-- start Material shown --

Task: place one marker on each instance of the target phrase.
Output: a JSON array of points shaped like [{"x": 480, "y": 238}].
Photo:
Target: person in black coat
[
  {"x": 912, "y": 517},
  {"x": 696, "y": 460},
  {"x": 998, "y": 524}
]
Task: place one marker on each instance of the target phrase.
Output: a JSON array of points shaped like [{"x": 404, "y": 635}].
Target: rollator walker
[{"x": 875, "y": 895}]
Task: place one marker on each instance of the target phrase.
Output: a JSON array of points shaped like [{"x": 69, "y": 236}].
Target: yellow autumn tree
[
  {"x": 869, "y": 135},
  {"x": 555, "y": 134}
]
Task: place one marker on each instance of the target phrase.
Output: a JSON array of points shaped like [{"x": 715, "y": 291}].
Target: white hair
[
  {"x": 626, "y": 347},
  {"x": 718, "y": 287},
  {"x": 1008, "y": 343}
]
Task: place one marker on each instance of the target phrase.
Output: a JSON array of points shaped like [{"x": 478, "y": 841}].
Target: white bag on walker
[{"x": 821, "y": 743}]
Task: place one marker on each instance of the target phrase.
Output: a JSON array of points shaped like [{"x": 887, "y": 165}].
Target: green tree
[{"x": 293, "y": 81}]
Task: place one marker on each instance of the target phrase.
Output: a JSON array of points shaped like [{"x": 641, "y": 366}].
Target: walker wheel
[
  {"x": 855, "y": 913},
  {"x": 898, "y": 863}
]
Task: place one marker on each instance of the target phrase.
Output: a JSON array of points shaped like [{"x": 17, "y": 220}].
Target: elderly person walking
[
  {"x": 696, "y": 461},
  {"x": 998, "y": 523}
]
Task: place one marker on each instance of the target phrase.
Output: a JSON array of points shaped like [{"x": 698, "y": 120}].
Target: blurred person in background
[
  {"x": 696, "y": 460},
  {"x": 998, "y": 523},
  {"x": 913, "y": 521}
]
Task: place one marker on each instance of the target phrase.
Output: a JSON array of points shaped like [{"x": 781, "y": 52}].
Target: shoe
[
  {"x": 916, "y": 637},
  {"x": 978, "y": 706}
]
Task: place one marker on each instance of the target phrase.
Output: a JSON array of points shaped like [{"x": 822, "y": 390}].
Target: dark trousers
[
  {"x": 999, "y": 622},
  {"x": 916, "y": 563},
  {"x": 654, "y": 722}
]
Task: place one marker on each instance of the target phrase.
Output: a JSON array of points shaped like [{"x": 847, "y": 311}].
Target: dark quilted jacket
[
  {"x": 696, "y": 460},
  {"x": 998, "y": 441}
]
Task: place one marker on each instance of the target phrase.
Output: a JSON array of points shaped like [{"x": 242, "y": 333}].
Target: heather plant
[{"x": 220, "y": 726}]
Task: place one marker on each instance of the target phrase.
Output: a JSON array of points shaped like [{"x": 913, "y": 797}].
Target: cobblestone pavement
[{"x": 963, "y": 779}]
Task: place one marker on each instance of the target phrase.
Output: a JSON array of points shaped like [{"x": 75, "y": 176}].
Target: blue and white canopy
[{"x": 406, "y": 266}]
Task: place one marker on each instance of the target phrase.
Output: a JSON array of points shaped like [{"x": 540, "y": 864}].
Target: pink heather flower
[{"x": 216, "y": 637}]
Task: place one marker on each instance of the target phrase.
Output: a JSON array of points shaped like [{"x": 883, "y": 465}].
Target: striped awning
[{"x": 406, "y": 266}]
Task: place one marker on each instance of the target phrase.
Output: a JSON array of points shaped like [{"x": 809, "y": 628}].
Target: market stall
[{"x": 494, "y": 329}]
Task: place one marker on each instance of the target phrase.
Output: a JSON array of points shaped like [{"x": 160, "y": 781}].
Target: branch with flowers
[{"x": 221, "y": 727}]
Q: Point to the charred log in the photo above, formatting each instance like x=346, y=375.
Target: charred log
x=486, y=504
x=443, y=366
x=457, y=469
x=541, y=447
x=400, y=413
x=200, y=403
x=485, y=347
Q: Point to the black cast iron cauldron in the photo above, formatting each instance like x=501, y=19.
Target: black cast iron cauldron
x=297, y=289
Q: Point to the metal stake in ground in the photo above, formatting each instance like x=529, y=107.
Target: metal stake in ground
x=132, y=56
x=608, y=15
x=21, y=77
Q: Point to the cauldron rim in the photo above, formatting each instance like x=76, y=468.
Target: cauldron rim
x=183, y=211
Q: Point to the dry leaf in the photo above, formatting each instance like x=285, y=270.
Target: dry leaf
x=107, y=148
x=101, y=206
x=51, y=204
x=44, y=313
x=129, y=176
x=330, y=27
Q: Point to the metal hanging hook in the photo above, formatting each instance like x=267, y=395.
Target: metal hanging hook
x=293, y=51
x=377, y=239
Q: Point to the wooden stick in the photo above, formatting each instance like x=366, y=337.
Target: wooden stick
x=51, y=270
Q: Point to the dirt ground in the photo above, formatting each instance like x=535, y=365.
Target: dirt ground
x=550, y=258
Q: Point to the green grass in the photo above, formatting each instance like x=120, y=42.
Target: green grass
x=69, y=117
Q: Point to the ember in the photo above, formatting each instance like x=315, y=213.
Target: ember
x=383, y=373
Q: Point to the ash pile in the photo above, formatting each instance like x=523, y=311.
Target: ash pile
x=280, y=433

-- end Material shown --

== Problem to work on ==
Can you return all of the lines above, word for word and unchanged?

== Output below ==
Task: place one marker on each instance of the target phrase.
Output: a JSON array of points shaped like [{"x": 480, "y": 238}].
Photo:
Target: person in black coat
[
  {"x": 912, "y": 517},
  {"x": 696, "y": 460},
  {"x": 998, "y": 524}
]
Task: place one marker on each instance of the target phrase.
Output: a JSON array of points shaped like [{"x": 404, "y": 635}].
Target: rollator walker
[{"x": 875, "y": 895}]
Task: place one marker on each instance of the target phrase.
Output: a JSON array of points shaped like [{"x": 69, "y": 236}].
Target: yellow autumn tree
[
  {"x": 869, "y": 135},
  {"x": 555, "y": 134}
]
Task: place one marker on each instance of the target phrase.
Output: a JSON array of points shaped like [{"x": 715, "y": 291}].
Target: white hair
[
  {"x": 626, "y": 347},
  {"x": 718, "y": 287},
  {"x": 1008, "y": 343}
]
Task: place one marker on each instance of the target phrase.
Output: a JSON array of points shaped like [{"x": 478, "y": 841}].
Target: white bag on walker
[{"x": 821, "y": 743}]
Task: place one marker on each instance of the target phrase.
Output: a JSON array of points shaped like [{"x": 887, "y": 165}].
Target: green tree
[{"x": 293, "y": 81}]
Task: place one marker on each instance of the target phrase.
Output: a JSON array of points shaped like [{"x": 641, "y": 366}].
Target: walker wheel
[
  {"x": 855, "y": 913},
  {"x": 898, "y": 863}
]
Task: place one marker on each instance of the target phrase.
Output: a JSON array of points shaped like [{"x": 17, "y": 220}].
Target: elderly person walking
[
  {"x": 696, "y": 461},
  {"x": 998, "y": 523}
]
Task: place one marker on each instance of the target phrase.
Output: a JSON array of points shaped like [{"x": 698, "y": 120}].
Target: blurred person in background
[
  {"x": 696, "y": 460},
  {"x": 998, "y": 523},
  {"x": 913, "y": 521}
]
Task: place one marker on each instance of the target phrase.
Output: a JSON array of points shaped like [{"x": 781, "y": 52}].
Target: shoe
[
  {"x": 916, "y": 637},
  {"x": 978, "y": 706}
]
Task: place one marker on each instance of the target phrase.
Output: a JSON array of points shaped like [{"x": 822, "y": 390}].
Target: dark trousers
[
  {"x": 999, "y": 622},
  {"x": 916, "y": 563},
  {"x": 654, "y": 722}
]
Task: place one marker on each instance of the target phrase.
Output: a JSON array of points shaped like [{"x": 847, "y": 311}].
Target: dark quilted jacket
[
  {"x": 696, "y": 460},
  {"x": 998, "y": 441}
]
Task: place one marker on each instance of the target phrase.
Output: a JSON array of points shaped like [{"x": 242, "y": 333}].
Target: heather plant
[{"x": 220, "y": 726}]
Task: place one marker on each instance of the target phrase.
Output: a JSON array of points shaped like [{"x": 913, "y": 797}].
Target: cobblestone pavement
[{"x": 963, "y": 779}]
Task: place one marker on each instance of the target phrase.
Output: a JSON array of points shaped like [{"x": 75, "y": 176}].
Target: blue and white canopy
[{"x": 406, "y": 266}]
Task: place one marker on each instance of the target phrase.
Output: a JSON array of points shaped like [{"x": 540, "y": 864}].
Target: pink heather flower
[{"x": 216, "y": 637}]
Task: place one marker on each instance of the target phrase.
Output: a JSON array of points shaped like [{"x": 883, "y": 465}].
Target: striped awning
[{"x": 406, "y": 266}]
Task: place one marker on each instance of the target phrase.
Output: a JSON array of points shaped like [{"x": 809, "y": 628}].
Target: market stall
[{"x": 494, "y": 329}]
Task: place one marker on each instance of the target phrase.
Output: a JSON array of points shaped like [{"x": 160, "y": 781}].
Target: branch with flowers
[{"x": 221, "y": 727}]
Q: Point to the charred log in the photo above, formatting each instance like x=346, y=375.
Target: charred log
x=486, y=504
x=443, y=366
x=457, y=469
x=541, y=447
x=400, y=413
x=200, y=403
x=485, y=347
Q: Point to the black cast iron cauldron in the photo above, formatting each instance like x=501, y=19.
Target: black cast iron cauldron
x=297, y=289
Q: Point to the metal stake in ground in the photo above, formatting each instance like x=529, y=107.
Target: metal stake in ground
x=132, y=56
x=608, y=15
x=21, y=77
Q: Point to the cauldron rim in the photo above, formatting each instance like x=76, y=468.
Target: cauldron rim
x=183, y=211
Q: Point to the dry leaf in the photo above, formatting each instance like x=285, y=270.
Target: dry leaf
x=107, y=148
x=101, y=206
x=51, y=204
x=44, y=313
x=129, y=176
x=330, y=27
Q: Point to the metal hanging hook in the photo above, formatting each instance like x=267, y=395.
Target: metal hanging hook
x=293, y=51
x=377, y=239
Q: Point to the wooden stick in the photo above, formatting each instance like x=366, y=337.
Target: wooden stick
x=51, y=270
Q: Point to the dirt ground in the photo above, formatting each instance like x=535, y=365.
Target: dirt ground
x=550, y=258
Q: Point to the green grass in the photo above, formatting each instance like x=120, y=42.
Target: green grass
x=69, y=117
Q: Point to the ember in the photo above, formatting each instance like x=315, y=213.
Target: ember
x=383, y=373
Q: Point to the ash pile in the photo above, formatting each instance like x=523, y=311.
Target: ash pile
x=280, y=433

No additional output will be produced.